Swap "hooded" for "zippered" in the entries from the line with "Return the polygon of every instance of the <item>dark" to the line with "21 82 L 31 81", and give back only those lines with nothing else changed.
•••
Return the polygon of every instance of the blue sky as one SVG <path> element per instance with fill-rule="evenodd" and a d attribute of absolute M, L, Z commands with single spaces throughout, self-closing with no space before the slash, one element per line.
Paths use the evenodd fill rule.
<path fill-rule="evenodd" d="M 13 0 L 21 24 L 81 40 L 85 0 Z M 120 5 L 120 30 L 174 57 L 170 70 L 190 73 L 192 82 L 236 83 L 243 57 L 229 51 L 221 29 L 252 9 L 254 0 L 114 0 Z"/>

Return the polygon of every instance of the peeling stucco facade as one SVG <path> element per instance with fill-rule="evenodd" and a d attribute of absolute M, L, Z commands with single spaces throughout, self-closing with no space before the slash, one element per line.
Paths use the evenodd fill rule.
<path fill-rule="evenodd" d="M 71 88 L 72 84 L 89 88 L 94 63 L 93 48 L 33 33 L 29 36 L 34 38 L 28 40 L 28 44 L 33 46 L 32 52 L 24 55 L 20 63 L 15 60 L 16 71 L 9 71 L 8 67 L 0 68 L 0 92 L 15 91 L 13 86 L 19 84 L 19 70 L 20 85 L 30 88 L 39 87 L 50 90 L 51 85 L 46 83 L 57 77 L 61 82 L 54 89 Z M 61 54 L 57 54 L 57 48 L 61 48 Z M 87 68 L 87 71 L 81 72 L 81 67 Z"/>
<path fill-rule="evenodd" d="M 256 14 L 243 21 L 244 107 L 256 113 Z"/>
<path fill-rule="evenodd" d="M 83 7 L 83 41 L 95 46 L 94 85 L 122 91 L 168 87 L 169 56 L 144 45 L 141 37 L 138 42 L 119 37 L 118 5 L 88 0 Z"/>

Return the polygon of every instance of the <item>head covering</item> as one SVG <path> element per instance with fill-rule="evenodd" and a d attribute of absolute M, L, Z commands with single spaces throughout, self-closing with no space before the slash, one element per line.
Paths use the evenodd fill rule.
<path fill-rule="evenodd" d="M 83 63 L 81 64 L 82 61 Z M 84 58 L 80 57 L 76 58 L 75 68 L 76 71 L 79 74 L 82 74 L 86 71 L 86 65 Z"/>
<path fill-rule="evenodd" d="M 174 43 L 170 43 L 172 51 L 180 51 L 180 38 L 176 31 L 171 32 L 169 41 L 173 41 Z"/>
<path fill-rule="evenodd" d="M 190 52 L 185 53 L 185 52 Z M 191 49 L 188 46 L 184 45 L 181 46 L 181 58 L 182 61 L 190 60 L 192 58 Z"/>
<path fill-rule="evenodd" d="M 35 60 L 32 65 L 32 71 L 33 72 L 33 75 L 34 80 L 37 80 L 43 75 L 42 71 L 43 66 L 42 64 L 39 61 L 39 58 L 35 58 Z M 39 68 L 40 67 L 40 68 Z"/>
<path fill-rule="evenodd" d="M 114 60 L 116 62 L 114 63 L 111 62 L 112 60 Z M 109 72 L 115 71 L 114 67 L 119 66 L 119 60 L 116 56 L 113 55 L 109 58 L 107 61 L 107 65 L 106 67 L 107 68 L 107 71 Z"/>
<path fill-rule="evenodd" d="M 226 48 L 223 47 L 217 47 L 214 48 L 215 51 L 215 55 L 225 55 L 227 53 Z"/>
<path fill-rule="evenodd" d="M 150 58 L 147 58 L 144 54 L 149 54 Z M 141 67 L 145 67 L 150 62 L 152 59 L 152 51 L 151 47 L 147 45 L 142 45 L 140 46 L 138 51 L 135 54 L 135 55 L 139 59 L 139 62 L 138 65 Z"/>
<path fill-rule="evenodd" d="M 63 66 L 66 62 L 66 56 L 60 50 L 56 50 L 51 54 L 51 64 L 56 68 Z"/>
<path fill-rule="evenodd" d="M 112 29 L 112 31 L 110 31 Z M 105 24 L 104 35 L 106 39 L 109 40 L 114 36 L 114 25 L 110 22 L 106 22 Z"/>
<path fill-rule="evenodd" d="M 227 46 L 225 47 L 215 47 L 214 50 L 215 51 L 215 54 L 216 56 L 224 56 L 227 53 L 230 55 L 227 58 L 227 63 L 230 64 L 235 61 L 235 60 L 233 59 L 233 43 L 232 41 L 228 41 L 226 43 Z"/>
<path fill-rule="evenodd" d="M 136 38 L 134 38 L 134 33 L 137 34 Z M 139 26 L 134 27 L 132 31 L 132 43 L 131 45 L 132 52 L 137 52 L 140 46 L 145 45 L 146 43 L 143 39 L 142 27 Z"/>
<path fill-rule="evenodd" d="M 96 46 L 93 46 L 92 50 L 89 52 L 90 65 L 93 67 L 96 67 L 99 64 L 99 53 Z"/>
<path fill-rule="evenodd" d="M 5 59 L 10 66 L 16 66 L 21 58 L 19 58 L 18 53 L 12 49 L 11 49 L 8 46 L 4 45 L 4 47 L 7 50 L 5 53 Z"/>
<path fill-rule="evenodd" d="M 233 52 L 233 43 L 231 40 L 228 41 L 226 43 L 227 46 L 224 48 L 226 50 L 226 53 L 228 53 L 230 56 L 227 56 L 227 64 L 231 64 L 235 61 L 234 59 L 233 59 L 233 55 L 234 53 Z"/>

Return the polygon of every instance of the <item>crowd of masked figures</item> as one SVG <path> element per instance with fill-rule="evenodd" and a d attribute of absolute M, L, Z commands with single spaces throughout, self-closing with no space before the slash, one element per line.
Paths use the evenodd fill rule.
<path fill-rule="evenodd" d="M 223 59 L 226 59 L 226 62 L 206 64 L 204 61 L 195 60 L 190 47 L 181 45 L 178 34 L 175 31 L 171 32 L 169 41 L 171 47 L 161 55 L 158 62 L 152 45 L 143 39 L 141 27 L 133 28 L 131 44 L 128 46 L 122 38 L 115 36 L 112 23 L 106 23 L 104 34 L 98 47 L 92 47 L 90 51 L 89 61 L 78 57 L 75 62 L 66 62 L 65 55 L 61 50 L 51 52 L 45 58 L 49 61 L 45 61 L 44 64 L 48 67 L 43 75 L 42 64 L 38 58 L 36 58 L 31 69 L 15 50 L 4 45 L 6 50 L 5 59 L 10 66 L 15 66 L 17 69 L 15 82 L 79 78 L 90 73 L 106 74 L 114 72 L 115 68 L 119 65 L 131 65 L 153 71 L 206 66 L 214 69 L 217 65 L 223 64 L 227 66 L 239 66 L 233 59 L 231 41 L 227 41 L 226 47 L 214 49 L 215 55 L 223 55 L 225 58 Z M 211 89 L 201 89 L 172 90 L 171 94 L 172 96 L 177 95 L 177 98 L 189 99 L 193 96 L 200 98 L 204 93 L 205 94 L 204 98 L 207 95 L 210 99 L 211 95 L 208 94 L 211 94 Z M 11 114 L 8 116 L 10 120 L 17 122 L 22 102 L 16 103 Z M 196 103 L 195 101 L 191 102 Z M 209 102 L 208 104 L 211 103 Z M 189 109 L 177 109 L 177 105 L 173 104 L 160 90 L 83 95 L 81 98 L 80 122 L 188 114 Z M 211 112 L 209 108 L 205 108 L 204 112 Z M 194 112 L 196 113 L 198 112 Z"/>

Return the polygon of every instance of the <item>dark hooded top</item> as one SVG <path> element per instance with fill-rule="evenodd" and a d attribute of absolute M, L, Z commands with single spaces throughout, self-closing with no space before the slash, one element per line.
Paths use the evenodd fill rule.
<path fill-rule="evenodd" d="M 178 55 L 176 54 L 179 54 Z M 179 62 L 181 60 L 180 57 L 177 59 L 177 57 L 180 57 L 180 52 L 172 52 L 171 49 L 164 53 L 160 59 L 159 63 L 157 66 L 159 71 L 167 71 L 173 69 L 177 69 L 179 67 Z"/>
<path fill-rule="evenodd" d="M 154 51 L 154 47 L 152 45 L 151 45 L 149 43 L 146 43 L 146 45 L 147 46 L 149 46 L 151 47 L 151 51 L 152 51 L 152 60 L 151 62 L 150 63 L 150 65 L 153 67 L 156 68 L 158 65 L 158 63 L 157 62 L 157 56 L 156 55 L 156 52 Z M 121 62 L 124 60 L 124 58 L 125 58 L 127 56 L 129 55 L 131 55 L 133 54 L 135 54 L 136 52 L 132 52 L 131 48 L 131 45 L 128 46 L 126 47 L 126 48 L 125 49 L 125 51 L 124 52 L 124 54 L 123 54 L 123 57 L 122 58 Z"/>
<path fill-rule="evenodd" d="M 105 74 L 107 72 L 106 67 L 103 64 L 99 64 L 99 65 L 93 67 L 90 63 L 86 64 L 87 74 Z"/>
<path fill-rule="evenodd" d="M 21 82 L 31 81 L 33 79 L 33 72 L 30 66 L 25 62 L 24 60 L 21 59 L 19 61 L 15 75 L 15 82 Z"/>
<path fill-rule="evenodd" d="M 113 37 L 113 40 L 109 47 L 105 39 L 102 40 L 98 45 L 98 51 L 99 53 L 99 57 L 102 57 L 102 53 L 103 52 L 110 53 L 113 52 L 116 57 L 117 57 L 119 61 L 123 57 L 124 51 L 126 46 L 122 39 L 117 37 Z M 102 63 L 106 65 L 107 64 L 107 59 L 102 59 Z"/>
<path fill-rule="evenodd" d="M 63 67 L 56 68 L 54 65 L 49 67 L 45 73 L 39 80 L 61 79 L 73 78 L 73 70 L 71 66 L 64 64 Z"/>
•••
TASK ANSWER:
Return the polygon of every instance of the <item>dark zippered top</item> as one SVG <path> element per instance with fill-rule="evenodd" and a d attribute of absolute M, L, Z commands with single spaces throughout, self-closing with no space before the slash, one element per line.
Paths use the evenodd fill rule.
<path fill-rule="evenodd" d="M 178 55 L 176 54 L 179 54 Z M 179 62 L 181 60 L 180 57 L 177 59 L 177 57 L 180 57 L 180 52 L 172 52 L 171 49 L 164 53 L 160 59 L 159 63 L 157 66 L 159 71 L 167 71 L 173 69 L 177 69 L 179 67 Z"/>
<path fill-rule="evenodd" d="M 154 51 L 154 47 L 152 45 L 151 45 L 149 43 L 146 43 L 146 45 L 147 46 L 149 46 L 151 47 L 151 51 L 152 51 L 152 60 L 151 62 L 150 63 L 150 65 L 153 67 L 156 68 L 158 65 L 158 63 L 157 62 L 157 56 L 156 55 L 156 52 Z M 121 62 L 124 60 L 124 58 L 125 58 L 127 56 L 129 55 L 131 55 L 133 54 L 135 54 L 136 52 L 132 52 L 131 48 L 131 45 L 128 46 L 126 47 L 126 48 L 125 49 L 125 51 L 124 52 L 124 54 L 123 54 L 123 57 L 122 58 Z"/>
<path fill-rule="evenodd" d="M 105 74 L 107 72 L 106 67 L 103 64 L 99 64 L 99 65 L 93 67 L 90 63 L 86 64 L 87 74 Z"/>
<path fill-rule="evenodd" d="M 21 82 L 31 81 L 33 79 L 33 72 L 30 66 L 25 62 L 24 60 L 21 59 L 19 61 L 15 75 L 15 82 Z"/>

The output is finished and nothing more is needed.